===== AUSGEWÄHLTER TEXT

Vere dignum et iustum est, aequum et salutare, nos tibi semper et ubique gratias agere: Domine, sancte Pater, omnipotens aeterne Deus: per Christum Dominum nostrum.
Wahrhaft würdig und recht, billig und heilsam ist‘s / daß wir dir, heiliger Herr, allmächtiger Vater, ewiger Gott / allezeit und allenthalben Dank sagen / durch Jesum Christum, unsern Herren.
Das zweite ist in etwa eine Übersetzung des vorigen. Wir kommen darauf noch zurück. Es ist der Anfang der Präfation beim Abendmahl. Bekanntlich wird dem gegenwärtigen Papst gern vorgeworfen, er würde die Gegenwart, die Moderne als ein Zeitalter der Krise sehen, das abzuwehren wäre, das man einfach durchstehen müsse. Er befände sich in Frontstellung zu nahezu jeder neuzeitlichen Errungenschaft. Seine Antwort – nun er kam seinen Kritikern entgegen, auf gewisse Weise, die Messe gestern im Olympiastadion wurde über weite Strecken in Latein gehalten, herrlich.
Cuius mortem in caritate celebramus, resurrectionem fide vivida confitemur, adventum in gloria spe firmissima præstolamur. Et ideo, cum Sanctis et Angelis universis, te collaudamus, sine fine dicentes:
Dessen Tod in Liebe wir feiern, dessen Auferstehung wir bekennen mit lebendigem Glauben und dessen Kommen in Herrlichkeit wir erwarten mit fester Zuversicht. Durch welchen deine Majestät loben die Engel / anbeten die Herrschaften / fürchten die Mächte; die Himmel und aller Himmel Kräfte samt den seligen Seraphim / mit einhelligem Jubel dich preisen.
Darauf folgt dann das Sanctus. Bis auf die kurze Stelle, die kein „/“ – Zeichen enthält, ist der deutsche Text die traditionelle Version der korrespondierenden lateinischen Worte, wie sie einmal in der Liturgie des lutherischen Gottesdienstes in Gebrauch war. Heute ist das abgeschliffener. Mich hat diese Sprache in der Kindheit unglaublich beeindruckt, als würde man wie durch einen Türspalt in eine poetische Welt blicken.

==========

**AUFGABEN:**
[1] Stimmen die folgenden Aussagen mit dem Text über die Präfation überein? Antworte jeweils mit Ja oder Nein und zitiere die entscheidenden Worte. (a) Der zweite Abschnitt ist ungefähr eine Übersetzung des ersten. (b) Die Messe im Olympiastadion wurde vollständig auf Deutsch gehalten. (c) Auf die Präfation folgt das Sanctus.
[2] Nenne aus dem Text über die Präfation alle, die im deutschen Satz ab „Durch welchen deine Majestät loben die Engel“ als lobend, anbetend, fürchtend oder preisend aufgeführt werden.
[3] Entnimm dem Text über die Präfation wortgetreu die Stelle zwischen „Cuius mortem in“ und „Jubel dich preisen.“, beide eingeschlossen.
Stütze dich ausschließlich auf den Text.

===== GESPEICHERTE EINTRÄGE

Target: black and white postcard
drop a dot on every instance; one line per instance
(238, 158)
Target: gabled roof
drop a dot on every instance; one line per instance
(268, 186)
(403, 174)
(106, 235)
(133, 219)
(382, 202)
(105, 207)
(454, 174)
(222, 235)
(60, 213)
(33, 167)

==========

**LÖSUNGEN:**
[1]
(a) Ja: „Das zweite ist in etwa eine Übersetzung des vorigen.“
(b) Nein: „die Messe gestern im Olympiastadion wurde über weite Strecken in Latein gehalten“
(c) Ja: „Darauf folgt dann das Sanctus.“

[2] die Engel, die Herrschaften, die Mächte, die Himmel, aller Himmel Kräfte, die seligen Seraphim

[3]
Cuius mortem in caritate celebramus, resurrectionem fide vivida confitemur, adventum in gloria spe firmissima præstolamur. Et ideo, cum Sanctis et Angelis universis, te collaudamus, sine fine dicentes:
Dessen Tod in Liebe wir feiern, dessen Auferstehung wir bekennen mit lebendigem Glauben und dessen Kommen in Herrlichkeit wir erwarten mit fester Zuversicht. Durch welchen deine Majestät loben die Engel / anbeten die Herrschaften / fürchten die Mächte; die Himmel und aller Himmel Kräfte samt den seligen Seraphim / mit einhelligem Jubel dich preisen.